# Aim of the exercise
Rewrite the entries from the line with "Draw boxes around every tv antenna." through the end, swapping "brown shutter" for "dark shutter" and leaving everything else the same.

>>>

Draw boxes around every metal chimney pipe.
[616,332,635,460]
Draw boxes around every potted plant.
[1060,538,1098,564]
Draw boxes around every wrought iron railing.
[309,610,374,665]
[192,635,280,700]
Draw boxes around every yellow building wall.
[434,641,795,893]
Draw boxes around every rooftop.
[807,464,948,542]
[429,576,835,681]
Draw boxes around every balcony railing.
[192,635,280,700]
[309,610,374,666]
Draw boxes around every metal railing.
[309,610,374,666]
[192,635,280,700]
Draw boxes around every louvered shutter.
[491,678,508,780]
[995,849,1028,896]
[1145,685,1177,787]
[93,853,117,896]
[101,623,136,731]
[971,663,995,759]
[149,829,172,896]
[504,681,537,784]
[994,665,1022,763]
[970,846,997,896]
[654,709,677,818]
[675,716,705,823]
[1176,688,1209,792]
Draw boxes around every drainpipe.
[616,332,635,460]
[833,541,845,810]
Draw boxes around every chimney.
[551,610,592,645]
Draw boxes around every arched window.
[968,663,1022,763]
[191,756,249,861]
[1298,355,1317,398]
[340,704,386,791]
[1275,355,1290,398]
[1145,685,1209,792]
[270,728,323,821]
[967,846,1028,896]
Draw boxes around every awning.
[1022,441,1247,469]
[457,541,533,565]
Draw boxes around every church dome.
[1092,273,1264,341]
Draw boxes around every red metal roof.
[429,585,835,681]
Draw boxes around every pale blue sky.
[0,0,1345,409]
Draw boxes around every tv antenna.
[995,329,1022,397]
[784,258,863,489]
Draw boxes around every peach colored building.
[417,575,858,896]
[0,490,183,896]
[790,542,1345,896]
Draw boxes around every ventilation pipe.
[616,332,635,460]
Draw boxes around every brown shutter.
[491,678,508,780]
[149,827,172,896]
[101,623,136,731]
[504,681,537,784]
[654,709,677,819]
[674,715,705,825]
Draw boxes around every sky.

<<<

# Written response
Draw boxes around every tv antenna.
[995,329,1022,397]
[784,258,863,489]
Draw boxes around every peach colored building.
[417,575,858,896]
[0,490,183,896]
[790,542,1345,896]
Draw boxes around every ventilation pipe.
[616,332,635,460]
Draw boxes around every dark shutter.
[491,678,508,780]
[149,827,172,896]
[101,623,136,731]
[504,681,537,784]
[654,709,677,819]
[674,715,705,825]
Draw boxes around every sky.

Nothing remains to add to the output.